Excerpted text ▸
This is the first memory I had when I listened to the intro of the vault song, "Now We Don't Talk'. It feels like being 13 and sitting in an air-conditioned computer lab with very loud opinions, minimal self-restraint, and an underlying lack of assuredness. A reminder of retinas bleeding from staying up until 3 a.m. (watching Glee of all things) and not being able to wake up to the 10 alarms set for the morning. (But never being late because school was down the street from my house). Of peeling into the back seat of the car, the leather cold beneath denim skinny jeans and knee-high brown boots. I was a child, but I felt so much more grown-up than I do right now.

When I was 13, I was the nightmare dressed like a daydream. If black eyeliner and white sparkly eyeshadow count. Every day, I wore the same navy blue puffer vest paired with suede elbow-padded sweaters. I straightened my hair, all but the entire back section of my head. I had a 10-step makeup routine in the morning and a 5-step skincare routine at night. Let's just say, nowadays I'm lucky if I swipe a cotton pad over my mascara after work. Oh, and the Sperrys. I lived and breathed for my boat shoes, styled with a printed ankle sock, preferably one with flowers.

It's just so interesting to look back at who I was when 1989 was first released and compare it to who I am now. I was such a different version of myself. I wasn't better, by any means, just so different. Well, 10 years have passed, and of course, change was bound to come. Duh!

Even if I wasn't in a great place then, I kind of miss the freedom of being so unrestrained. I was so hardened by life at that point that I might as well have spent my recesses smoking cigarettes in the parking lot. Seriously, 13-year-old me was all kinds of unrelenting and scary. She said her piece, even if most of the time it was a very thinly veiled farce of assertiveness. Even if I was mainly just record-breakingly stubborn and discreetly (was it discreet?) incredibly insecure.

It was more just that somehow, I was so certain that I was certain of who I was. As in, I really believed that I had it all figured out. If someone didn't like me, I could handle it. It wasn't that I was okay with it, it's that I was aware of when it was my fault and when it was not. I was operating on such a survival mindset that I often did the 'rational' thing without looking at the emotional fallout. If I made a mistake, I tried to own it. Sometimes, she lived in denial. Sue her. Not me, I'm not liable.

Data provided ▸
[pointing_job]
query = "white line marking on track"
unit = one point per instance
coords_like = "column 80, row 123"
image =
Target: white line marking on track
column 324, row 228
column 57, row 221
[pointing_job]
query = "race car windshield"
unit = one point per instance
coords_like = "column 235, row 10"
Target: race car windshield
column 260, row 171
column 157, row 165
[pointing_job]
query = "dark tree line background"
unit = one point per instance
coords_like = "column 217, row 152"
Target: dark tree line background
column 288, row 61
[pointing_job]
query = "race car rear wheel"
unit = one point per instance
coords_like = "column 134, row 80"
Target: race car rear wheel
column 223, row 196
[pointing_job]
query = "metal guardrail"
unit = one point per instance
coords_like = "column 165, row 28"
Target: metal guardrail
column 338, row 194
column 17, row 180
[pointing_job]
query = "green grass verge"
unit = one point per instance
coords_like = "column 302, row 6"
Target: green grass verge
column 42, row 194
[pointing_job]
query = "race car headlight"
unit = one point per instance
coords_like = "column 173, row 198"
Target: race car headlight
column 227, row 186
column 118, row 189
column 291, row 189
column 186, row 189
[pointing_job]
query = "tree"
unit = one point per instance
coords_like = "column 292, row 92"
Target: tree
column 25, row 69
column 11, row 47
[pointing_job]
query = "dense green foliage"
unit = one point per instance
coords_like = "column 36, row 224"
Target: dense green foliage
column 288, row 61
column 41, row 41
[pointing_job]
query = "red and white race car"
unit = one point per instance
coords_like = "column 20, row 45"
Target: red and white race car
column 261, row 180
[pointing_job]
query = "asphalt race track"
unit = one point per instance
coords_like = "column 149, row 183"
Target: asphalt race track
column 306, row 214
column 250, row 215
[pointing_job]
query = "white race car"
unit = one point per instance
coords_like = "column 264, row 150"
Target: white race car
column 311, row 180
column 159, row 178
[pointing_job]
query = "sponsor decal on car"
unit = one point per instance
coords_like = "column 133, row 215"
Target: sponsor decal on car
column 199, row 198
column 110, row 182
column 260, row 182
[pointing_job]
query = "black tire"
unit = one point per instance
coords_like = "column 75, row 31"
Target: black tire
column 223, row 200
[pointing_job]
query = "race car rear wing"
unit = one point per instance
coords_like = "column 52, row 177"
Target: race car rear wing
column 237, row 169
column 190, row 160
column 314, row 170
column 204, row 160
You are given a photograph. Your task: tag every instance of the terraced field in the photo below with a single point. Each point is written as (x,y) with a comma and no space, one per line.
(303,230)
* * *
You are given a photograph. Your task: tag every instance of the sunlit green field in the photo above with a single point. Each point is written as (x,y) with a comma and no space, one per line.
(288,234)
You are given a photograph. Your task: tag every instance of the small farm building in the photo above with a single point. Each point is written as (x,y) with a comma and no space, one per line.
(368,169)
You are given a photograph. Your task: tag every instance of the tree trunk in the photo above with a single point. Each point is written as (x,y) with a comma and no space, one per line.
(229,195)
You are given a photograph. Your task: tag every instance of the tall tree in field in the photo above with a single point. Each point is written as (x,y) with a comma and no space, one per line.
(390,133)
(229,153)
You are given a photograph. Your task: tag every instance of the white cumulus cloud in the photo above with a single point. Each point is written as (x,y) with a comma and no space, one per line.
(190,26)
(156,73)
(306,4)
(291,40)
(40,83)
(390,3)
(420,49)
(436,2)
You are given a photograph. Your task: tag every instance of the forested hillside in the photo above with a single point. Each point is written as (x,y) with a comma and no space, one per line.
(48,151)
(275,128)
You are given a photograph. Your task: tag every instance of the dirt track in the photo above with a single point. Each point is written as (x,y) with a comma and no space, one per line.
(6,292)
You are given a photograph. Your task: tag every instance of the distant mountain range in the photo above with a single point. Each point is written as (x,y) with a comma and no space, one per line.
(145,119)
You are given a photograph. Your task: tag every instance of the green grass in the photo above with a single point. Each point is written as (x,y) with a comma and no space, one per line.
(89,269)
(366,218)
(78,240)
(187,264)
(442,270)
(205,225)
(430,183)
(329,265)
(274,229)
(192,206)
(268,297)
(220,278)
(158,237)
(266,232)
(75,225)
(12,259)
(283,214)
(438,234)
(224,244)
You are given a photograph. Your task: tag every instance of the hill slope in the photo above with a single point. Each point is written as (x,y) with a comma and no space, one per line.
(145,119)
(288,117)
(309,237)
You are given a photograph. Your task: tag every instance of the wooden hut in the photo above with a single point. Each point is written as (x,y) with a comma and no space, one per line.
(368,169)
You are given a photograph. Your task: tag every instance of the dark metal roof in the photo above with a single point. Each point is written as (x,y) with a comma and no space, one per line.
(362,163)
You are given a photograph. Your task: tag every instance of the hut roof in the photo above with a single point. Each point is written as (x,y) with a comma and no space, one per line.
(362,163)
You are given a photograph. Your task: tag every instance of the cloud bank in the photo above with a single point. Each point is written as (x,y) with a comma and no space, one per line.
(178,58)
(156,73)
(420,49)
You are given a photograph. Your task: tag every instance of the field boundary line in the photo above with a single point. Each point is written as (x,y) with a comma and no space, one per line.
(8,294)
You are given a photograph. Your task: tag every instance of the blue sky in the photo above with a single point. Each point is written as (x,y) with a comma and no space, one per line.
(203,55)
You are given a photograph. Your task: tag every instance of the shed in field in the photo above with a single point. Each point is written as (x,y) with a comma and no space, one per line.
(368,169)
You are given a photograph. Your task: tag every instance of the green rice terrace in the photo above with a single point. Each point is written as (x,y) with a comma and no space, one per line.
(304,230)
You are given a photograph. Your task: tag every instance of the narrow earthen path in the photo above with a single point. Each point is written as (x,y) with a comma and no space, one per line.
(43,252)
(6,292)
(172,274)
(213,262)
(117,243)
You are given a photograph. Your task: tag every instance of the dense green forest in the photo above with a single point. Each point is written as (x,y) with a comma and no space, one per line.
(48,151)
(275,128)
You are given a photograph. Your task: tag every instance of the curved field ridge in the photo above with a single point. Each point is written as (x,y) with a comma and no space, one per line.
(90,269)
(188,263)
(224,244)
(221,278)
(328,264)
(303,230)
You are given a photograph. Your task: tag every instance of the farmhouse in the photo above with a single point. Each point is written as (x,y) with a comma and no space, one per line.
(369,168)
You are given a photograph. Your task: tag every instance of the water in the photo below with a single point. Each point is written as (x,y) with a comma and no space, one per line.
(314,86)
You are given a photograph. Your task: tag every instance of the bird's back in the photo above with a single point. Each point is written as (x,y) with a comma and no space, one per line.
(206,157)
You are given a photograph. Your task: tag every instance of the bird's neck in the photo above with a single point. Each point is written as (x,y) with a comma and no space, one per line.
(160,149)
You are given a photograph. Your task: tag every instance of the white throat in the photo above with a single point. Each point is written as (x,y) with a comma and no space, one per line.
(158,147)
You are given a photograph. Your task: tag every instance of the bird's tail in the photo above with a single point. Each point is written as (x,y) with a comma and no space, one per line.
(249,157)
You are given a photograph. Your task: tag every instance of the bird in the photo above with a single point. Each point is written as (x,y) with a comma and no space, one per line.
* * *
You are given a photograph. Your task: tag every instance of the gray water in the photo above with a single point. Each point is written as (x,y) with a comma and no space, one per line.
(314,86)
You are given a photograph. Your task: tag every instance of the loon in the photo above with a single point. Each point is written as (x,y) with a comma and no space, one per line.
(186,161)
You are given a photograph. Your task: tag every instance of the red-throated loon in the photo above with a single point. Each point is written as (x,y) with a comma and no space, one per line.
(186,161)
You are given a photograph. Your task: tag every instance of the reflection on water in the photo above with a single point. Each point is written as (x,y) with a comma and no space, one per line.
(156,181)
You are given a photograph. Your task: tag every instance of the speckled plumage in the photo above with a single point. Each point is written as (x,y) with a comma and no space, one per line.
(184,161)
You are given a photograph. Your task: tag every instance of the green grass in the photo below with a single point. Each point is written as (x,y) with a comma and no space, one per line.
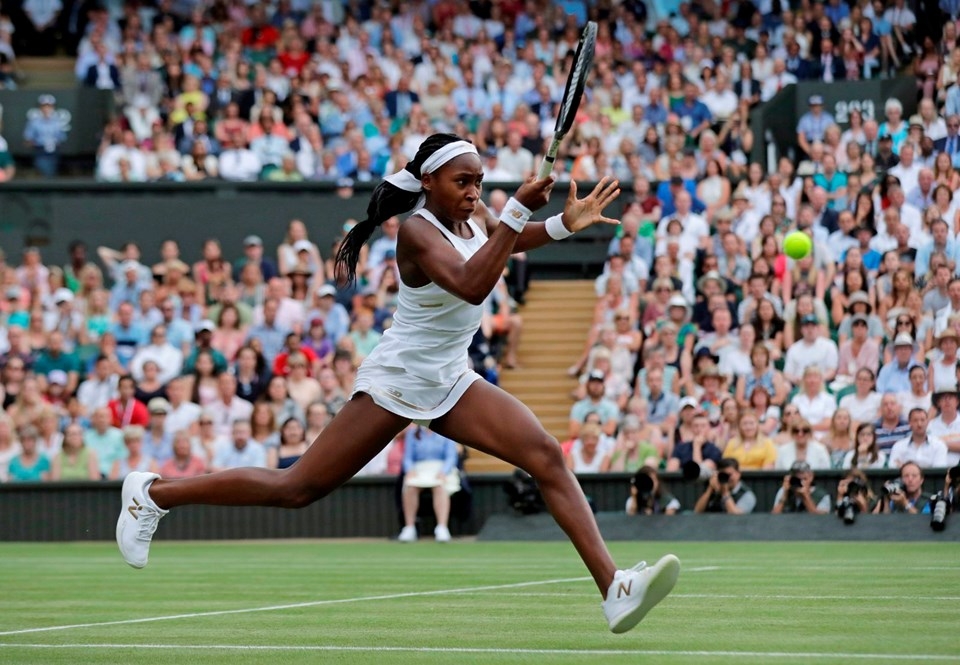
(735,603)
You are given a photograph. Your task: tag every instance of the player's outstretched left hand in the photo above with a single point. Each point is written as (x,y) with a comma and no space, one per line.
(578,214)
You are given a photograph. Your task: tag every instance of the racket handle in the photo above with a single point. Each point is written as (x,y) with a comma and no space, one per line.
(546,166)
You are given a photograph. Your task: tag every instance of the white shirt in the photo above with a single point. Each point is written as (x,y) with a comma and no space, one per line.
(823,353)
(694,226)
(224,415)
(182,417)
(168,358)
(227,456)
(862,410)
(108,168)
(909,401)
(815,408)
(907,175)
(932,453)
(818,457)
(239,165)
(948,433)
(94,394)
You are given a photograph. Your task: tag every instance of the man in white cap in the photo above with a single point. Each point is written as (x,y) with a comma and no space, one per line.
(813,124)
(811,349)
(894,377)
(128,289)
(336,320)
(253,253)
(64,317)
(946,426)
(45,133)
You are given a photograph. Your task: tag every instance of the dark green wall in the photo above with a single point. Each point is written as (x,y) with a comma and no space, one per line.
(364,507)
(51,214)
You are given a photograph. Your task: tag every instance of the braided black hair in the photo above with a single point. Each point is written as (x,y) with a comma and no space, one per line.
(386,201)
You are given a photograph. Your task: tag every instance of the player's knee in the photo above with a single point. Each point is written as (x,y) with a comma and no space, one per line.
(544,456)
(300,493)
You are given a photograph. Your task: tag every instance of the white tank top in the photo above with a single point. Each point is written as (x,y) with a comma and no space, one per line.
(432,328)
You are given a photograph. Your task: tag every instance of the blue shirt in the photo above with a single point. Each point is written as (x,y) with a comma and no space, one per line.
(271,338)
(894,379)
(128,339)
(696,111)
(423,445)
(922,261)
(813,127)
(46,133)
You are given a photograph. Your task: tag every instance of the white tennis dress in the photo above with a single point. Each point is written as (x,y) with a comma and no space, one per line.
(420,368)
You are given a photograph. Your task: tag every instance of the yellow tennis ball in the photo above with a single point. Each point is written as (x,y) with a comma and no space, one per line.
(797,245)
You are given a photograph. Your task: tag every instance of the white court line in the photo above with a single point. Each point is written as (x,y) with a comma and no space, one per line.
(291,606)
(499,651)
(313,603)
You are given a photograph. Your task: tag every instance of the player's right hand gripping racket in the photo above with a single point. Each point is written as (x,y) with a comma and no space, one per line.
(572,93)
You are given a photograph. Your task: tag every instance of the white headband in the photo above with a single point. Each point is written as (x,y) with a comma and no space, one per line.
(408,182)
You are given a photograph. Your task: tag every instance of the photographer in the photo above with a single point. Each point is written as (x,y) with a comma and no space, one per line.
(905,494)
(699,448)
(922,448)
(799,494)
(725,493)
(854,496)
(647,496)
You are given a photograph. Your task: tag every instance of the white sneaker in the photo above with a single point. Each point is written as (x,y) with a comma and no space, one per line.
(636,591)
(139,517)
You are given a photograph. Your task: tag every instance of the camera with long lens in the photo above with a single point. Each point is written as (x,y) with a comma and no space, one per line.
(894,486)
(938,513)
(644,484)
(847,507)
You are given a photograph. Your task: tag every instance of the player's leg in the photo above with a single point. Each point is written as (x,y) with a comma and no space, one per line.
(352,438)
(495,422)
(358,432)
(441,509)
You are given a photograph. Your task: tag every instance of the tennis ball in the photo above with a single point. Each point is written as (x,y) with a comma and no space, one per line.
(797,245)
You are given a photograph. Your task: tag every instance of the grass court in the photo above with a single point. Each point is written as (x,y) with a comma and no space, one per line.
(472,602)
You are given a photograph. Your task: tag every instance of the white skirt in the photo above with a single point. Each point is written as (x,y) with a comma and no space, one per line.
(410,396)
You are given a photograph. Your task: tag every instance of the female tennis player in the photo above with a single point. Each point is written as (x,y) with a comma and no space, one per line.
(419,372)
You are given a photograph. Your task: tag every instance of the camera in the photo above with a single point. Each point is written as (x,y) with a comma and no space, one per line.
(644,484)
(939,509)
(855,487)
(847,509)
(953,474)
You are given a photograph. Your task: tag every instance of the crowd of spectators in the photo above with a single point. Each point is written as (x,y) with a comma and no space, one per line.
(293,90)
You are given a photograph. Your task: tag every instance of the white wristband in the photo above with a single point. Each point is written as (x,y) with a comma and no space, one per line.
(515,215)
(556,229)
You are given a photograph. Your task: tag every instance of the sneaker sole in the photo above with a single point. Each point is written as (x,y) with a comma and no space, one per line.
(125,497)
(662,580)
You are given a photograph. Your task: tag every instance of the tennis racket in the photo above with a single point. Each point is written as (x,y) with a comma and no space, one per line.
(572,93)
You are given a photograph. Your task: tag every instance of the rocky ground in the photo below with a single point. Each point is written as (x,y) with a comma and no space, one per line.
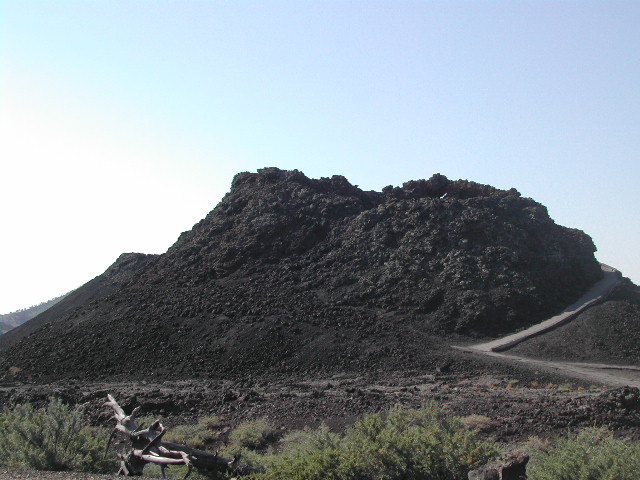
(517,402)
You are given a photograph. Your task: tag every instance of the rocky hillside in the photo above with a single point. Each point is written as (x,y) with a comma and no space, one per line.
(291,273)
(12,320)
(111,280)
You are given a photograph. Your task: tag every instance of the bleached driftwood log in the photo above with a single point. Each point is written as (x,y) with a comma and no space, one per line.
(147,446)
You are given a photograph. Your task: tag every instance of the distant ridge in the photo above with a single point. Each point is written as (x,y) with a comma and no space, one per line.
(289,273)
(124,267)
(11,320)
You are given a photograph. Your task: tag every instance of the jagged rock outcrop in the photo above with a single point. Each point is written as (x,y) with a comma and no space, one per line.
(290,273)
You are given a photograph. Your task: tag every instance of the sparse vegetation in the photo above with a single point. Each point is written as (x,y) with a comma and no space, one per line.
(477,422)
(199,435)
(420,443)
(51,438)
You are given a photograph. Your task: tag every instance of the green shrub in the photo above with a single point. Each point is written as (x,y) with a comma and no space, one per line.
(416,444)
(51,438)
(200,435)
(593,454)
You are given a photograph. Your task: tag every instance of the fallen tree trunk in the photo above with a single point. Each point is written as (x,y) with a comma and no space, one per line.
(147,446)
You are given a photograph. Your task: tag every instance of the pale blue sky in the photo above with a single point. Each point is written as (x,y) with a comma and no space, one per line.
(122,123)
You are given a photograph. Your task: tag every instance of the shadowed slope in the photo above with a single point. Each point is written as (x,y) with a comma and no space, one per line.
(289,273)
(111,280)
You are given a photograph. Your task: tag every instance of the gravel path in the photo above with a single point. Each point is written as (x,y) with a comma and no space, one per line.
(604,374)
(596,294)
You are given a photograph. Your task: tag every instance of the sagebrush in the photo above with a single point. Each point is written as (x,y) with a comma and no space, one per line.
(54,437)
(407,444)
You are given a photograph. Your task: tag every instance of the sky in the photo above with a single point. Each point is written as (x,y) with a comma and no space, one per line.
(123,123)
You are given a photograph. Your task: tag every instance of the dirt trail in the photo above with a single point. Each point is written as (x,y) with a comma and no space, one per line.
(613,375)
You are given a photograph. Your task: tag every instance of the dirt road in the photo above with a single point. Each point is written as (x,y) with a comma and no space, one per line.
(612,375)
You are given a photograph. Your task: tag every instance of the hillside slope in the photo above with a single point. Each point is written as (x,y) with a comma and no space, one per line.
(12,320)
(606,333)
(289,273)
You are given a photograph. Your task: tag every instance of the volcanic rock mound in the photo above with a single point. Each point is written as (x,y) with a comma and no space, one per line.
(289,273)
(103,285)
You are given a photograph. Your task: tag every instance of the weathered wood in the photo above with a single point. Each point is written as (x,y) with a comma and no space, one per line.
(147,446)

What needs to be done ▸ Continue the personal essay about being 13 when 1989 was first released, starting after its final sentence.

Answer to this problem ▸
The re-release of 1989 reminds me of that time - of that girl. Her obstinance was admirable. Who cares if it was all a performance? She could walk into 8th-grade science class test-review jeopardy without having studied a singular term and still designate herself as a team captain. Then, was able to distract from her losses by mudslinging at the other team's smartest players. The ultimate girlboss. She wore a variation of the same outfit every day, but still never wore the exact same one twice. She would tease any boy she had a crush on, which meant they absolutely could not stand her. And she was delusional enough to believe she was slaying at life.

As I'm going to bed tonight, I feel inspired by myself for the first time in a long time. Albeit, by 13-year old-me, but still, it counts. I will emphasize that young me clearly did not have her shit together, and furthermore, needed professional help in order to get there. AND, it took her exactly as long as it took for Taylor Swift to re-record several of her albums. What I'm saying is this -13-year-old me, as untrained as she was, could go to bed every night with the peace of the knowledge that she was trying her best. Now, 22-year-old me is going to start trying that.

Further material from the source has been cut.